What you return should be exactly the lines from the one containing "Point out every instance of the spotted" down to the final line of the listing, with nothing else.
________
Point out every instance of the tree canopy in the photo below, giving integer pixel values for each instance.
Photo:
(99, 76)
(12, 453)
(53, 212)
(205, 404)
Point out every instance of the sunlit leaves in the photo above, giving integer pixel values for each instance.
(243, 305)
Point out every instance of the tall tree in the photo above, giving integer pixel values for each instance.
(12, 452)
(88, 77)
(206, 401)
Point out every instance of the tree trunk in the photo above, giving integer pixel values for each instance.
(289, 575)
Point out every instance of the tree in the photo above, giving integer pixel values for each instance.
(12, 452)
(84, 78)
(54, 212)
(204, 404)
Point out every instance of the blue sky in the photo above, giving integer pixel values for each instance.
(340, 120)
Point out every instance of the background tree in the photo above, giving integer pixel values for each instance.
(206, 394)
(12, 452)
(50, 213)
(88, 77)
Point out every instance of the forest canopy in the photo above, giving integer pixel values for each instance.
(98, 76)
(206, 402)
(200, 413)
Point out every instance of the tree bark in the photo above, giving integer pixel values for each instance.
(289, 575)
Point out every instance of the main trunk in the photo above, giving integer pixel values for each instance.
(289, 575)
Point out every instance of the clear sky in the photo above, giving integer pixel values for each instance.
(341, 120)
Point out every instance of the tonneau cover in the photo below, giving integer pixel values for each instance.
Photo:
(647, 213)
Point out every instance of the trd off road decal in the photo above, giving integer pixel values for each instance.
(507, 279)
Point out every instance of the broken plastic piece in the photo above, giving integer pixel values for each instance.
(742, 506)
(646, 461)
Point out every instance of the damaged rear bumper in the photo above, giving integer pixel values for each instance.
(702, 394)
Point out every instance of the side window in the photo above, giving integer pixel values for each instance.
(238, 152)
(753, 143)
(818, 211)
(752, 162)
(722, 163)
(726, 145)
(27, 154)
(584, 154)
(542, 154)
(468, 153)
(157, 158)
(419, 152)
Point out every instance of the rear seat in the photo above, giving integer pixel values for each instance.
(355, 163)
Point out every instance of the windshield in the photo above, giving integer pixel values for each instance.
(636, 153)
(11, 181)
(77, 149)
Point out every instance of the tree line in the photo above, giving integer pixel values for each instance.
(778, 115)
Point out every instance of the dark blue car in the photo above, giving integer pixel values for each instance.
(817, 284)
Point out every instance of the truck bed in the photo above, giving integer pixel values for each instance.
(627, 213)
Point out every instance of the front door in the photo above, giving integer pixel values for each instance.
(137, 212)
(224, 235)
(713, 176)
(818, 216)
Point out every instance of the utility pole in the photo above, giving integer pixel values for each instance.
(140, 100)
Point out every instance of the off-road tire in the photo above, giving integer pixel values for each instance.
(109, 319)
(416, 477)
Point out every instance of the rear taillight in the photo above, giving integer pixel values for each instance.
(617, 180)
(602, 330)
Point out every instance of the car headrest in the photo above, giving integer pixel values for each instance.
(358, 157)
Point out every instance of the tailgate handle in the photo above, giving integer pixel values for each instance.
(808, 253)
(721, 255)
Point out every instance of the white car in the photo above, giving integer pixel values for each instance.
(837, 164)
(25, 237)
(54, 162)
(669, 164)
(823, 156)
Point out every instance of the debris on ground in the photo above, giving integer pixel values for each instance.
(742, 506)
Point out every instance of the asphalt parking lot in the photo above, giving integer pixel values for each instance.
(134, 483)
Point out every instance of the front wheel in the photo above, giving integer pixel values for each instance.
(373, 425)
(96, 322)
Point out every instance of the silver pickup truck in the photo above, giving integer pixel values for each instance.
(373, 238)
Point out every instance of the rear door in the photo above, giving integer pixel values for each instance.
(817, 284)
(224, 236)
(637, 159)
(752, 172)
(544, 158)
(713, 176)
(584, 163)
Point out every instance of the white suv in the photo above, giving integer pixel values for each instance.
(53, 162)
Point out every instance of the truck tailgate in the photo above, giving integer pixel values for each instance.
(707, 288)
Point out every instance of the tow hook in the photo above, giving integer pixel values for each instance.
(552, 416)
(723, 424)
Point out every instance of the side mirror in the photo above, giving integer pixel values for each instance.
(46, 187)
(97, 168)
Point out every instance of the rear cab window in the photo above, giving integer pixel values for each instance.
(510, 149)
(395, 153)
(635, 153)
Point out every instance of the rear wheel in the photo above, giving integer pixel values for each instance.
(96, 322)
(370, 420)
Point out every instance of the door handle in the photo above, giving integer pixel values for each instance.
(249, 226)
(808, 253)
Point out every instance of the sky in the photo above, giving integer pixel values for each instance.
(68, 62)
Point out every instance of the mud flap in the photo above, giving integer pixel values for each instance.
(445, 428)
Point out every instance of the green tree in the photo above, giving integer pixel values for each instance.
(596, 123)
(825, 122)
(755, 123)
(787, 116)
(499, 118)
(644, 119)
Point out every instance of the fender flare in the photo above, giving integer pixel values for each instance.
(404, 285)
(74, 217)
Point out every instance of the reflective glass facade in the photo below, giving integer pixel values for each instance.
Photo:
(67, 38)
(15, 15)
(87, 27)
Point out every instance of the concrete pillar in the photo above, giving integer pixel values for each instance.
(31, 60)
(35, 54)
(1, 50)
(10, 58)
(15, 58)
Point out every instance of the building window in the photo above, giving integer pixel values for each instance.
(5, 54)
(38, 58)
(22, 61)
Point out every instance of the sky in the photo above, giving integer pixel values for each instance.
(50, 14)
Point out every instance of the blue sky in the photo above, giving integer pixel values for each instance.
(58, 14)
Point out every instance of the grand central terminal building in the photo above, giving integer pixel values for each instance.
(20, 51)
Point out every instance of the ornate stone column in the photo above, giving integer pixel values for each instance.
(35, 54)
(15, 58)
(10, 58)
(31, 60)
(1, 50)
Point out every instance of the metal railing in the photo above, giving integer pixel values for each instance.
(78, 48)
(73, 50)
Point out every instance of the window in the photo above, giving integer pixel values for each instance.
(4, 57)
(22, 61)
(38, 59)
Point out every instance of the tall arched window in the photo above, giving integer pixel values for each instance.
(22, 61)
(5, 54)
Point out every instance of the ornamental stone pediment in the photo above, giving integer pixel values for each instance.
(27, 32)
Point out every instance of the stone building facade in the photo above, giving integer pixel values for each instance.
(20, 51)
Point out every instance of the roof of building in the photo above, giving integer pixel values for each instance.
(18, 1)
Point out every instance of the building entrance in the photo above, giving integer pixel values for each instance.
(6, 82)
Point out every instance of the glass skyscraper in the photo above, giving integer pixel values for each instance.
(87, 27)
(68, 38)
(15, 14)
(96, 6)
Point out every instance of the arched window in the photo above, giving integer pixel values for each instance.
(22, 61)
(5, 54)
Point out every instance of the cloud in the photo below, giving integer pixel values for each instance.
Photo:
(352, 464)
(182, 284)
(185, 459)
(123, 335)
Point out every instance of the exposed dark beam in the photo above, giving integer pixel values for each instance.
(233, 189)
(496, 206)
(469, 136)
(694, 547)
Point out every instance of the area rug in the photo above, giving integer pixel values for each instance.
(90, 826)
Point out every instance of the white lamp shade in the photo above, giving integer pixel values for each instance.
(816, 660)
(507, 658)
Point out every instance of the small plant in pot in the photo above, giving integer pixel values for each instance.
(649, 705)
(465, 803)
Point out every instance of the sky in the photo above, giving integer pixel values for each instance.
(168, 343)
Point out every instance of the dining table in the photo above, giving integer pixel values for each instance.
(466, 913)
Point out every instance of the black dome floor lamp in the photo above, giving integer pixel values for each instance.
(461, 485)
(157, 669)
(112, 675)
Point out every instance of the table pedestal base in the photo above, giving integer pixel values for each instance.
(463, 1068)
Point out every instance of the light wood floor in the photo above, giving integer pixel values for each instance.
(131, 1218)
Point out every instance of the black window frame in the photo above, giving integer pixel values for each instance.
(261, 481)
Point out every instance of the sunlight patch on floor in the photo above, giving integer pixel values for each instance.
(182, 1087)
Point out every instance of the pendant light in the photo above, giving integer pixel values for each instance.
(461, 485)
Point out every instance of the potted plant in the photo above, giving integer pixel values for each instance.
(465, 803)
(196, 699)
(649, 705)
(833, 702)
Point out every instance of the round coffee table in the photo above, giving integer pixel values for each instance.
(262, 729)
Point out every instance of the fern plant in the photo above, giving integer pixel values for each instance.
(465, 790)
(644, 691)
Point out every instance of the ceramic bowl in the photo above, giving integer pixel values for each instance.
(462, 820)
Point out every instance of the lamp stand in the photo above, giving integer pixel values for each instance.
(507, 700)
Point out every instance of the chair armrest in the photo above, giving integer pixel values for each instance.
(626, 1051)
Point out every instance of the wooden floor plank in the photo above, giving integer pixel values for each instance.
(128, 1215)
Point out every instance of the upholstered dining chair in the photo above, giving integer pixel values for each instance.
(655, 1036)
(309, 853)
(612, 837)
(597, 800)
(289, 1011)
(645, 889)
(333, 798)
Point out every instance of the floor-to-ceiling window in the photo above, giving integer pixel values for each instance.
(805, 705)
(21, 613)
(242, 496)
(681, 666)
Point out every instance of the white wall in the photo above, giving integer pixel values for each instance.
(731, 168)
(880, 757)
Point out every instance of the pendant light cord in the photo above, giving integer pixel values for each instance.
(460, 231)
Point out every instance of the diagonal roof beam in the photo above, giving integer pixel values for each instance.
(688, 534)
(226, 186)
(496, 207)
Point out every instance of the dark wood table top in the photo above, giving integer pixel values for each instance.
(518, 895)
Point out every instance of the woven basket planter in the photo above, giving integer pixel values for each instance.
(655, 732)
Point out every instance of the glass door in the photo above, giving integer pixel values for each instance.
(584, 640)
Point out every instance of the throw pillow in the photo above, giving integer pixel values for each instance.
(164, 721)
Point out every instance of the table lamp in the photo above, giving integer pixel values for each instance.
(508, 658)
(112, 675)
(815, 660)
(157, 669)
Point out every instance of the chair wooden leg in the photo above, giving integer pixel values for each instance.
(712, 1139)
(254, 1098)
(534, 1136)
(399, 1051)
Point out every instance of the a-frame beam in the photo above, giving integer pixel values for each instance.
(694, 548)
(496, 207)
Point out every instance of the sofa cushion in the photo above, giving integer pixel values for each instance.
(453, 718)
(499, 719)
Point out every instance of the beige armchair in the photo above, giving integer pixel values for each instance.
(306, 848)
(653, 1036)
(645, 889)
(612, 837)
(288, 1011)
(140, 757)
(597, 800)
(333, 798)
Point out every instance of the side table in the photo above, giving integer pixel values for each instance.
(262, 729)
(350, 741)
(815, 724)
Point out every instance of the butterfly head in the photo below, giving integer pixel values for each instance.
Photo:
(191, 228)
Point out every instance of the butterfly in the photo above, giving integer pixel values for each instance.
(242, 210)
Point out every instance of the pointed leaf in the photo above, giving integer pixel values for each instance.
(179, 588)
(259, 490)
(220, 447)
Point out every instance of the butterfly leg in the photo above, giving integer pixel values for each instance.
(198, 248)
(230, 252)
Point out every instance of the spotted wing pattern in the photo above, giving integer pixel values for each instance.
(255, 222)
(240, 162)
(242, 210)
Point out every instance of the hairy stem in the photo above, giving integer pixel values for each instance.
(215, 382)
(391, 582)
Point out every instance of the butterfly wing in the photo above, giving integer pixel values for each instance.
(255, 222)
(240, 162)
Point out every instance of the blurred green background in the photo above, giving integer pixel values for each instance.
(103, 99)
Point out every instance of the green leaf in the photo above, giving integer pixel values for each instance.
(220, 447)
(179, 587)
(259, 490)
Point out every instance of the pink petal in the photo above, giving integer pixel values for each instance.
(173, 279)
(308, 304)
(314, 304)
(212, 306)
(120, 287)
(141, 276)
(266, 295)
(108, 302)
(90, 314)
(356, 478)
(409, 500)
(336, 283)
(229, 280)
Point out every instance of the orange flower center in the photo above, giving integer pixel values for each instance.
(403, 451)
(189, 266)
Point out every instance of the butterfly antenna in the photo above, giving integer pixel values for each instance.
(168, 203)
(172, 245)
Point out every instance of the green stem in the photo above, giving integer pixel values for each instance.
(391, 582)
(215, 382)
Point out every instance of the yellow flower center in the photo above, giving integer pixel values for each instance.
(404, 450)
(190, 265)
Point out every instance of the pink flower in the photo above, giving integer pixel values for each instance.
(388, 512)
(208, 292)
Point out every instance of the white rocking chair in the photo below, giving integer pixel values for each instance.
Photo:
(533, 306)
________
**SOLUTION BELOW**
Point out every instance of the spotted wing pattern in the photo above, giving integer pixel values for each instance.
(255, 222)
(240, 162)
(242, 210)
Point out every instance of the hairy stem in the photo above, giving integer pixel values for each instance.
(215, 382)
(391, 582)
Point out every instance of the butterfly wing in the photo above, giving integer pixel values for each instance.
(255, 222)
(240, 162)
Point out every instance of the blurred green background in the photo above, giving integer pixel values for each instance.
(103, 99)
Point out every instance of the green leaf in the photo above, giving integer pixel values for each instance.
(220, 447)
(179, 587)
(259, 490)
Point out every instance of the pink petal in the photo above, giving integer pixel values for each instance.
(173, 279)
(308, 304)
(314, 304)
(212, 306)
(120, 287)
(141, 276)
(266, 295)
(108, 302)
(90, 314)
(356, 478)
(409, 500)
(336, 283)
(229, 280)
Point out every instance of the orange flower center in the photo above, giving integer pixel values for each instance.
(403, 451)
(189, 266)
Point out every instance of the butterfly antenna in the photo above, giving integer pixel values for each instance.
(168, 203)
(172, 245)
Point out every instance of the green stem in the photo above, giving integer pixel values for each instance.
(391, 582)
(215, 382)
Point out every instance of the yellow flower center in the photo above, giving integer pixel values for each instance.
(404, 450)
(190, 265)
Point out every instance of the pink flower in the photo above, giving integer pixel values for each instance.
(388, 512)
(208, 292)
Point out every instance of the white rocking chair in the photo below, giving integer pixel values for each instance.
Photo:
(533, 306)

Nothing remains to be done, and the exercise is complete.